**TEXT TO READ:**
□ □ □ □ □ □ □

And Then There was Agile
Market research is not rocket science. It’d be easier if it were.
Brands need to be on their toes constantly working with consumer insights through meticulous market research. These insights act as a reference point for marketers to craft their campaigns to hit the necessary KPIs.
However, insights is the product, like potato chips. If Frito lays still had people slicing and dicing potatoes instead of machines, they’d be out of business in a heartbeat. Similarly, if one keeps conducting market research the traditional way, there is no way to get consumer insights on time. Late consumer insights is much like a plague to brands.
It’s time to move forward with agility.
What is Agile Market Research?
In the agile way of conducting market research,
- Technology is brought to the forefront, by automating research processes to simplify them.
- Brands can test their products, packaging, or ads, continuously, learn from the consumer-insights and take data-driven decisions.
- Researchers and marketers work in tandem with each other.
- The main study is split into smaller studies that are spread across the timeline.
- Smaller studies are carried out continuously, throughout the timeline, so that the iteration in their results can be used to iterate the campaign.
Moving Forward with Agile Market Research
Adopting agile research methodologies is not just about reorganizing workflows and processes to introduce collaboration. It’s about adopting a culture, within teams and across teams, that is rooted in adopting technology to enable continuous learning and thereby continuous improvement. It is about cross-functional collaboration, where transparency and visibility between functions are the driving forces.
So, prior to adopting agile research methodologies, the teams involved must be briefed and onboarded on to an agile culture.
What’s in it for Brands?
Research and marketing teams contemplating the adoption of agile research methodologies are on the right track. ‘When in Rome, do as the Romans do’ – as businesses take on digital transformation head-on, it is high time that research and marketing teams went agile.

□ □ □ □ □ □ □

**DATA PROVIDED:**
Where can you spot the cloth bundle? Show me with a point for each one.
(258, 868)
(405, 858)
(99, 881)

□ □ □ □ □ □ □

Duplicate the passage in the piece on agile market research starting with "And Then There" and going on through "the necessary KPIs.". The listing has nothing to do with the piece on agile market research.

**FULL OUTPUT:**
And Then There was Agile
Market research is not rocket science. It’d be easier if it were.
Brands need to be on their toes constantly working with consumer insights through meticulous market research. These insights act as a reference point for marketers to craft their campaigns to hit the necessary KPIs.